* Text passage *
0195136284 978-0195136289 February 24, 2000
George Washington's Mount Vernon brings together--for the first time--the details of Washington's 45-year endeavor to build and perfect Mount Vernon. In doing so it introduces us to a Washington few of his contemporaries knew, and one little noticed by historians since.
Here we meet the planter/patriot who also genuinely loved building, a man passionately human in his desire to impress on his physical surroundings the stamp of his character and personal beliefs. As chief architect and planner of the countless changes made at Mount Vernon over the years, Washington began by imitating accepted models of fashionable taste, but as time passed he increasingly followed his own ideas. Hence, architecturally, as the authors show, Mount Vernon blends the orthodox and the innovative in surprising ways, just as the new American nation would. Equally interesting is the light the book sheds on the process of building at Mount Vernon, and on the people--slave and free--who did the work. Washington was a demanding master, and in their determination to preserve their own independence his workers often clashed with him. Yet, as the Dalzells argue, that experience played a vital role in shaping his hopes for the future of American society--hope that embraced in full measure the promise of the revolution in which he had led his fellow citizens.

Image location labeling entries

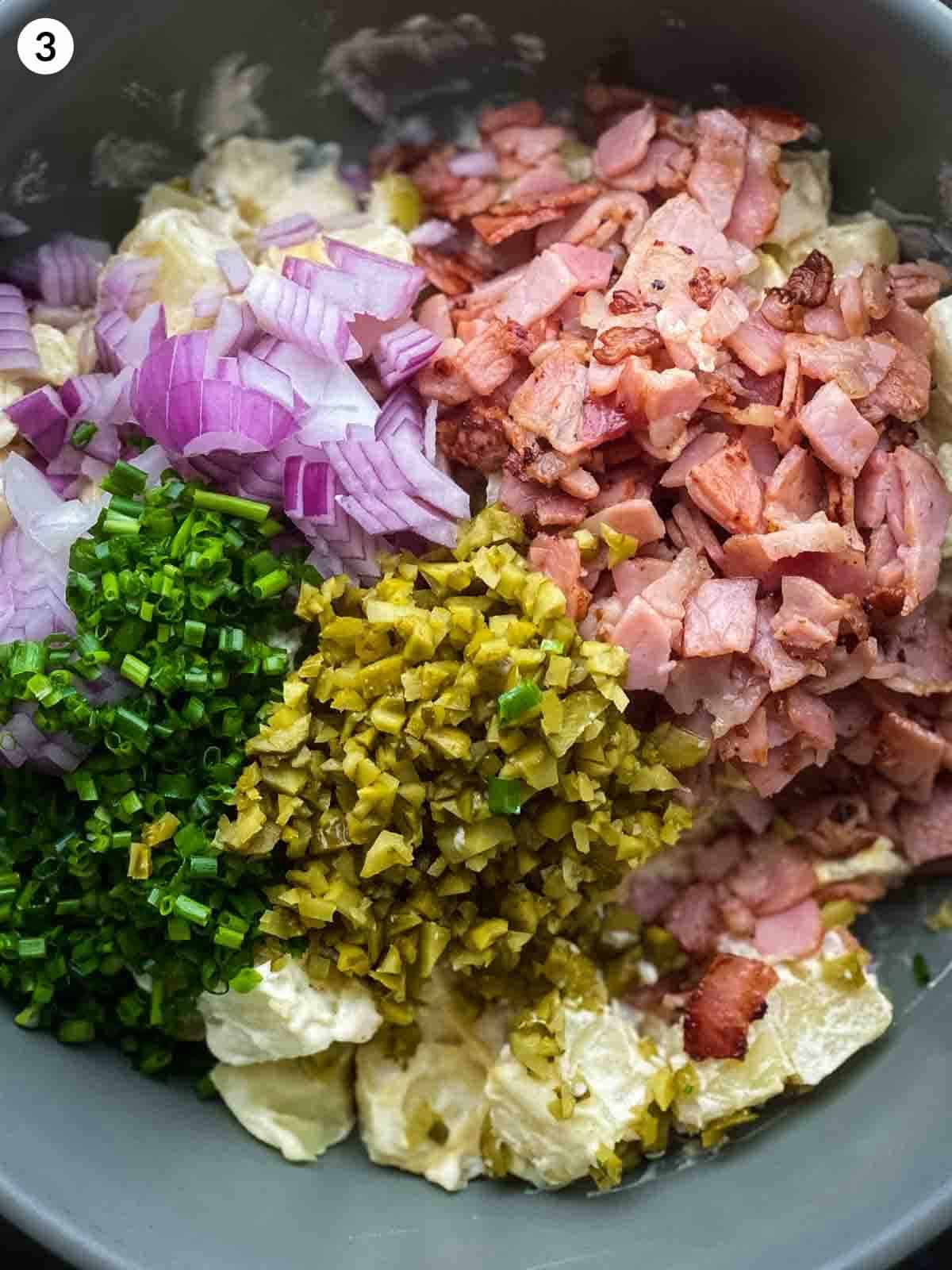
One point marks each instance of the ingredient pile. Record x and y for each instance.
(474, 633)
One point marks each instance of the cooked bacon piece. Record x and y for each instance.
(695, 918)
(758, 202)
(503, 220)
(719, 171)
(666, 167)
(720, 618)
(759, 346)
(918, 283)
(624, 146)
(527, 114)
(926, 831)
(858, 365)
(837, 431)
(909, 755)
(616, 343)
(809, 616)
(791, 935)
(904, 391)
(562, 560)
(452, 275)
(647, 637)
(727, 488)
(793, 491)
(731, 995)
(551, 402)
(474, 437)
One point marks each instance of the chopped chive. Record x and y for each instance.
(245, 508)
(518, 702)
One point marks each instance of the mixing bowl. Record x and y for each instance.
(114, 1172)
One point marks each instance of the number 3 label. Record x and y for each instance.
(44, 46)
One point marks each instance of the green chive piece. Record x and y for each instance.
(245, 508)
(518, 702)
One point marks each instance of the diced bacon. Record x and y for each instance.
(551, 402)
(545, 285)
(442, 379)
(758, 202)
(516, 114)
(793, 491)
(636, 518)
(926, 508)
(624, 146)
(909, 755)
(592, 268)
(486, 361)
(731, 995)
(810, 717)
(809, 616)
(727, 314)
(758, 344)
(747, 742)
(904, 391)
(727, 487)
(700, 450)
(562, 560)
(791, 935)
(530, 145)
(926, 831)
(719, 171)
(857, 365)
(435, 315)
(602, 421)
(647, 639)
(918, 283)
(695, 918)
(666, 167)
(631, 577)
(720, 618)
(774, 878)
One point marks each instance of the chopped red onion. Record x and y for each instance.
(474, 163)
(289, 232)
(285, 309)
(41, 419)
(18, 349)
(387, 287)
(235, 268)
(127, 283)
(403, 352)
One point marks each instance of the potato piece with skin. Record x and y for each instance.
(939, 319)
(302, 1106)
(603, 1056)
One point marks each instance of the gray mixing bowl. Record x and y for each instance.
(113, 1172)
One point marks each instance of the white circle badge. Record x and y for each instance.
(44, 46)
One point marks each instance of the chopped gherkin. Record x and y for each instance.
(395, 768)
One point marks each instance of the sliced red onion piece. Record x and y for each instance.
(42, 421)
(403, 352)
(429, 432)
(18, 349)
(289, 232)
(428, 483)
(206, 302)
(474, 163)
(69, 268)
(235, 328)
(432, 233)
(235, 268)
(285, 309)
(387, 287)
(239, 418)
(127, 283)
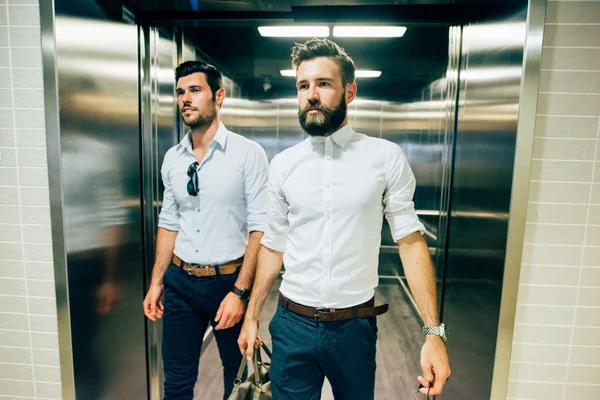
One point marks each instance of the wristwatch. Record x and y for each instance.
(440, 330)
(243, 294)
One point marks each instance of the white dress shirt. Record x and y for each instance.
(214, 225)
(327, 200)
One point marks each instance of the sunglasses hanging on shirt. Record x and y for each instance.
(193, 182)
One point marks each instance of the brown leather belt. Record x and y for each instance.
(208, 270)
(363, 310)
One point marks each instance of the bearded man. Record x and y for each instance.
(327, 199)
(210, 226)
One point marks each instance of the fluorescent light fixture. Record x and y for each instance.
(359, 73)
(294, 31)
(369, 31)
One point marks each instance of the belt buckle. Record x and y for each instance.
(193, 266)
(322, 309)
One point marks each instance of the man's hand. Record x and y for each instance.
(230, 311)
(435, 366)
(153, 307)
(248, 335)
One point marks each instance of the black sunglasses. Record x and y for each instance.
(193, 182)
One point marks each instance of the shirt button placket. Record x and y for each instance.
(328, 223)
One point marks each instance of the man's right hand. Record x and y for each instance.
(249, 338)
(153, 307)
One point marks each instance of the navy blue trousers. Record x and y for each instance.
(306, 351)
(191, 303)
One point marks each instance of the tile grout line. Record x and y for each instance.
(585, 233)
(10, 63)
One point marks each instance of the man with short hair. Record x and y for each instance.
(327, 199)
(211, 222)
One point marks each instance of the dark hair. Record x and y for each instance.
(213, 75)
(325, 48)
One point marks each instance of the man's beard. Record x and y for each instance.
(325, 122)
(202, 120)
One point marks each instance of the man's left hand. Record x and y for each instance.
(435, 366)
(230, 311)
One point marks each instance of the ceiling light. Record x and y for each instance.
(361, 73)
(369, 31)
(294, 31)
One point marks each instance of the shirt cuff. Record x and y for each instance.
(404, 223)
(258, 224)
(274, 241)
(168, 225)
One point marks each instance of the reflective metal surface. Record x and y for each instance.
(536, 16)
(94, 150)
(458, 131)
(159, 55)
(488, 104)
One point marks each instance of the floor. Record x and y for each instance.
(398, 348)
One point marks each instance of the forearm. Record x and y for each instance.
(419, 272)
(269, 265)
(248, 270)
(165, 244)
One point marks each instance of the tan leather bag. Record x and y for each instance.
(258, 385)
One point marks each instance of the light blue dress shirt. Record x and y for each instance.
(232, 202)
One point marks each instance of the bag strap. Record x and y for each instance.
(266, 349)
(256, 359)
(427, 396)
(241, 369)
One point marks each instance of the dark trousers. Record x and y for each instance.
(191, 303)
(306, 351)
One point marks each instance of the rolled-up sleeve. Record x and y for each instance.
(398, 203)
(169, 213)
(275, 236)
(256, 174)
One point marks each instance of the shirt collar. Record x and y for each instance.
(220, 139)
(340, 137)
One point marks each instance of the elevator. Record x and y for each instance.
(448, 94)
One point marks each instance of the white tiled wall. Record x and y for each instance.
(29, 366)
(556, 351)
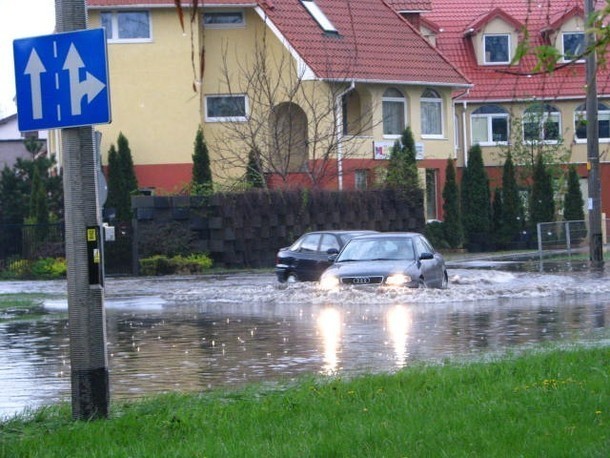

* Given request *
Rewrite the Mount Vernon text starting at "0195136284 978-0195136289 February" and ending at "by historians since.", and swap in "effort" wherever "endeavor" occurs. The entries have no connection to the Mount Vernon text.

* Correct output *
0195136284 978-0195136289 February 24, 2000
George Washington's Mount Vernon brings together--for the first time--the details of Washington's 45-year effort to build and perfect Mount Vernon. In doing so it introduces us to a Washington few of his contemporaries knew, and one little noticed by historians since.